[TASK DETAILS] Copy the data from its first line through the line containing "1,167 -> 300,225", inclusive, and nothing beyond it. Keep the requests unchanged, but multiply every coordinate in the answers by 0.35 and round each result to a whole number, rounding halves up.

[GIVEN DATA]
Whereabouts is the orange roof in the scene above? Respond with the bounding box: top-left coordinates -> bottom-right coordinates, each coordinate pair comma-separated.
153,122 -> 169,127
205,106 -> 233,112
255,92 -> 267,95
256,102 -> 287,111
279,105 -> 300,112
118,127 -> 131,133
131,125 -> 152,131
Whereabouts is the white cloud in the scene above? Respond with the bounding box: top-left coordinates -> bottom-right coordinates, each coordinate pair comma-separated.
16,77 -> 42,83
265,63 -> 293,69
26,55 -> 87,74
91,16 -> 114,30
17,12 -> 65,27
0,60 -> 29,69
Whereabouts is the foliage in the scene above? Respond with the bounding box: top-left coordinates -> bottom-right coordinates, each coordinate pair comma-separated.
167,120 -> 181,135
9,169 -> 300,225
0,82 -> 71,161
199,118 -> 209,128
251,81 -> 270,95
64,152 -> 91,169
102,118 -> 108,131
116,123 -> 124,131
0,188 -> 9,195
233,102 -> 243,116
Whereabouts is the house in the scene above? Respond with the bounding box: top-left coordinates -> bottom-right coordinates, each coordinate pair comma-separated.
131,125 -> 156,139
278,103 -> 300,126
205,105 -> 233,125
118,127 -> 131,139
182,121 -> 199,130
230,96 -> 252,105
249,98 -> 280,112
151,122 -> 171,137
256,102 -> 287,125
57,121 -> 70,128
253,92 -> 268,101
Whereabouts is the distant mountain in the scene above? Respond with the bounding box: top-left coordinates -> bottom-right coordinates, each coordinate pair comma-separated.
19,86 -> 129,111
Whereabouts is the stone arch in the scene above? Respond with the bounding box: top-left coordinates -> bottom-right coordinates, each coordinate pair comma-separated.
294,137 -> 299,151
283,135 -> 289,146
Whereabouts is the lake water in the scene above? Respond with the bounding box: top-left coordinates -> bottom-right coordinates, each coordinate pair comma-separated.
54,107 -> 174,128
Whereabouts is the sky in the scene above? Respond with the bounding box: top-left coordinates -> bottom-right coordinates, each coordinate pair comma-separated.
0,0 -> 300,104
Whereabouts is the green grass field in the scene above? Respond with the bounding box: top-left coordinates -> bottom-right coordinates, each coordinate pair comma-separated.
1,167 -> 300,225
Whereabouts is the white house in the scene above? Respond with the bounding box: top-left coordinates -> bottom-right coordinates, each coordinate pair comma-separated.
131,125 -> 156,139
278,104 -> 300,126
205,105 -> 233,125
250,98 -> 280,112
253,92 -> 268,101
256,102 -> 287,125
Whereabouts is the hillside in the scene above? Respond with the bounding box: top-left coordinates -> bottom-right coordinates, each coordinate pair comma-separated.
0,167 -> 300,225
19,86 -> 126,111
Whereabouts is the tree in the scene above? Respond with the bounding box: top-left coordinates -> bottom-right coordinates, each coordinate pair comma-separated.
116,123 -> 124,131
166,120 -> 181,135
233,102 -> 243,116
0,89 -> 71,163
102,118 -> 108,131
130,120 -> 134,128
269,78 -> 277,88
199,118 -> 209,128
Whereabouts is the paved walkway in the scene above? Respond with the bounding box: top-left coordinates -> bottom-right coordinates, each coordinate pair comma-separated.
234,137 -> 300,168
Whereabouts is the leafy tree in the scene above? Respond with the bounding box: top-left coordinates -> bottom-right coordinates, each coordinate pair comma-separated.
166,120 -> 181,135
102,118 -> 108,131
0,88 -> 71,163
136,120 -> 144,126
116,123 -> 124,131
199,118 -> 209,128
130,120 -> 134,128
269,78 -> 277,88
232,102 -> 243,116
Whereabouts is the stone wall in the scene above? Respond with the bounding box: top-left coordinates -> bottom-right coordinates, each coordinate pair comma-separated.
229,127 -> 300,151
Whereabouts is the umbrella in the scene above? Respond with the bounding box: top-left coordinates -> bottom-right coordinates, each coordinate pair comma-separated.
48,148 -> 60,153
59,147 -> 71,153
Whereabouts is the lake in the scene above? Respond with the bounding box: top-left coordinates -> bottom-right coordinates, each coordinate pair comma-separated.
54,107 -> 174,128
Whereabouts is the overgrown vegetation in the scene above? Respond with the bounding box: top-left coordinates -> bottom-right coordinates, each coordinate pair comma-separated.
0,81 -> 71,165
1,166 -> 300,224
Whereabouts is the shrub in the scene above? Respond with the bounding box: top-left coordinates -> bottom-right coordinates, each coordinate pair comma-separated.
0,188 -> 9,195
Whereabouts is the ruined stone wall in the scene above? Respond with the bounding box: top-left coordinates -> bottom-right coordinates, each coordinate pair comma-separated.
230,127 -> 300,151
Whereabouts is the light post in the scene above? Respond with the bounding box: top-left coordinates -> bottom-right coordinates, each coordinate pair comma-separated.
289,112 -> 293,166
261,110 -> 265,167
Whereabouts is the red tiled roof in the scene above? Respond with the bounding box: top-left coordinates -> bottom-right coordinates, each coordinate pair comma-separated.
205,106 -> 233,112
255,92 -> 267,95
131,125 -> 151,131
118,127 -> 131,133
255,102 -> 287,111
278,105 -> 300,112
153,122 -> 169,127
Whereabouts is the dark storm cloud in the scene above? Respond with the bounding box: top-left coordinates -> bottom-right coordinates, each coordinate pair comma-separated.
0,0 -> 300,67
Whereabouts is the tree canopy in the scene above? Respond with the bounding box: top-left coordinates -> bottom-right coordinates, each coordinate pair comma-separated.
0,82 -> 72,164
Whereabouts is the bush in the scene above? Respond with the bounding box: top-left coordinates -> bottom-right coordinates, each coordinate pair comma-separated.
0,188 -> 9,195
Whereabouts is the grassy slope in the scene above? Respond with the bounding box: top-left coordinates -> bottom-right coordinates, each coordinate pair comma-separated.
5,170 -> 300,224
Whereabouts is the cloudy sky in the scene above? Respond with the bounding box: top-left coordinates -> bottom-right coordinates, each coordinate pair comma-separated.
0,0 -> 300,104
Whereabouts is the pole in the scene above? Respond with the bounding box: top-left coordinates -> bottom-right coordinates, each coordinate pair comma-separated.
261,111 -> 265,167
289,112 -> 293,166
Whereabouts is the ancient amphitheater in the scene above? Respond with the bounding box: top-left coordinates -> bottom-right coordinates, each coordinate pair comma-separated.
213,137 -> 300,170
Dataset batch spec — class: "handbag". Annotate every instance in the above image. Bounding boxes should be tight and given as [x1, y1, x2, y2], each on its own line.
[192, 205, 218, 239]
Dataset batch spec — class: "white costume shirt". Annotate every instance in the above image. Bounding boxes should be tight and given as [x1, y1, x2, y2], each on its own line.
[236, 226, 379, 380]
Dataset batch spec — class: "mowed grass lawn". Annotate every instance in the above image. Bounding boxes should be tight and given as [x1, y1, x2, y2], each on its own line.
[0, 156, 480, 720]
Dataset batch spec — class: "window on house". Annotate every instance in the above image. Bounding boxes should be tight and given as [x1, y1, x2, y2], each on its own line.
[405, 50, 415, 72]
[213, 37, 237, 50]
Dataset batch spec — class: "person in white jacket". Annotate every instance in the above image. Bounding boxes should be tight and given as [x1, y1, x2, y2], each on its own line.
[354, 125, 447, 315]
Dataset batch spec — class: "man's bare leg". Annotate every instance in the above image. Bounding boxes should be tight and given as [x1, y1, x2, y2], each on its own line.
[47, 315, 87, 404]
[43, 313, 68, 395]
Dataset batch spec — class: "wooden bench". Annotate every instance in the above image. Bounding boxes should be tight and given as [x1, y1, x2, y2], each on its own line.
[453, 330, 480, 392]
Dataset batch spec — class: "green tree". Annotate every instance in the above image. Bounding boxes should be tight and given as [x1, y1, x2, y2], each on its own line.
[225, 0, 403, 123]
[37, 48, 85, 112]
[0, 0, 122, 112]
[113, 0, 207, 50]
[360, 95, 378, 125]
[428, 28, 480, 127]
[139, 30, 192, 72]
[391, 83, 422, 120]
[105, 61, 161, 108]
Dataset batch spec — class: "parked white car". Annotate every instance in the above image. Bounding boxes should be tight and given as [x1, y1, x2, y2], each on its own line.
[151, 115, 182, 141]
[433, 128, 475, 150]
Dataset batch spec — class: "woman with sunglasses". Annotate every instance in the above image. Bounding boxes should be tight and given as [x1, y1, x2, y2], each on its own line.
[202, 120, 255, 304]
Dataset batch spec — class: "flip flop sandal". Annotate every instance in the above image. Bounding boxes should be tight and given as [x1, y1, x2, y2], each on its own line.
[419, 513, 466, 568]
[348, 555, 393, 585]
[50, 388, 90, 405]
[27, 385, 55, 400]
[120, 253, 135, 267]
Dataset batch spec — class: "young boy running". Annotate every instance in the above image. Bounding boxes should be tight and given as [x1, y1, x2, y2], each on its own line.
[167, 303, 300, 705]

[THE RESPONSE]
Whereabouts is the orange roof in the scene above? Respond with the bounding box: top-left coordinates -> bottom-right coordinates, each coordinate pair comma-separated.
54,43 -> 59,44
72,37 -> 82,39
89,32 -> 93,33
90,36 -> 100,39
98,37 -> 105,39
41,44 -> 46,47
46,44 -> 53,46
Whereabouts is the white cloud in the scene above? Respond with the bounding box: top-left coordinates -> bottom-right coordinates, each coordinate pair comma-separated.
6,27 -> 15,29
93,22 -> 103,24
9,19 -> 30,26
32,6 -> 40,11
6,4 -> 23,9
0,21 -> 10,24
Whereabouts is the foliage in the scene above? Respond with the bounding box: top-left coordinates -> bottom-right coordinates, each coordinate pair comma-separated.
58,42 -> 63,47
3,59 -> 105,79
0,29 -> 25,56
70,41 -> 73,45
88,28 -> 95,33
22,53 -> 32,59
36,41 -> 38,46
41,43 -> 43,46
0,66 -> 3,68
82,36 -> 85,41
Whereabouts is the house in the scene above? Respond with the bounding box: top-left coordinates -> bottom-right coordinates, each coordinate pair comma-separated.
46,44 -> 55,49
97,36 -> 105,44
72,37 -> 82,44
41,44 -> 46,49
64,42 -> 70,46
81,34 -> 88,37
87,34 -> 98,39
53,43 -> 60,48
90,36 -> 100,44
20,42 -> 25,45
89,32 -> 94,35
Whereabouts is the distant mountain in the scene above? Respond with the bounding box: top-left coordinates -> bottom-right coordinates, each coordinate pair comma-separated.
7,30 -> 45,39
Whereabouts is the stone arch in the scene above? Respond with the bounding box: top-left coordinates -> bottom-right coordinates, each coordinate pair comma-separated.
103,48 -> 105,53
99,47 -> 101,51
Whereabouts is the lake water in the scene above? Respond with the bounding box: top-left coordinates -> bottom-right coordinates, each coordinate pair comma-separated.
19,37 -> 61,45
Whereabouts is the sky in the scene above? Respond with the bounding box: top-left coordinates -> bottom-right coordinates, each coordinate pair comma-separated.
0,0 -> 105,36
Whereabouts is the green grass field in the scene above? Respond with the bounding box: top-left coordinates -> bottom-right coordinates, each coordinate pair comma-separated.
0,58 -> 105,79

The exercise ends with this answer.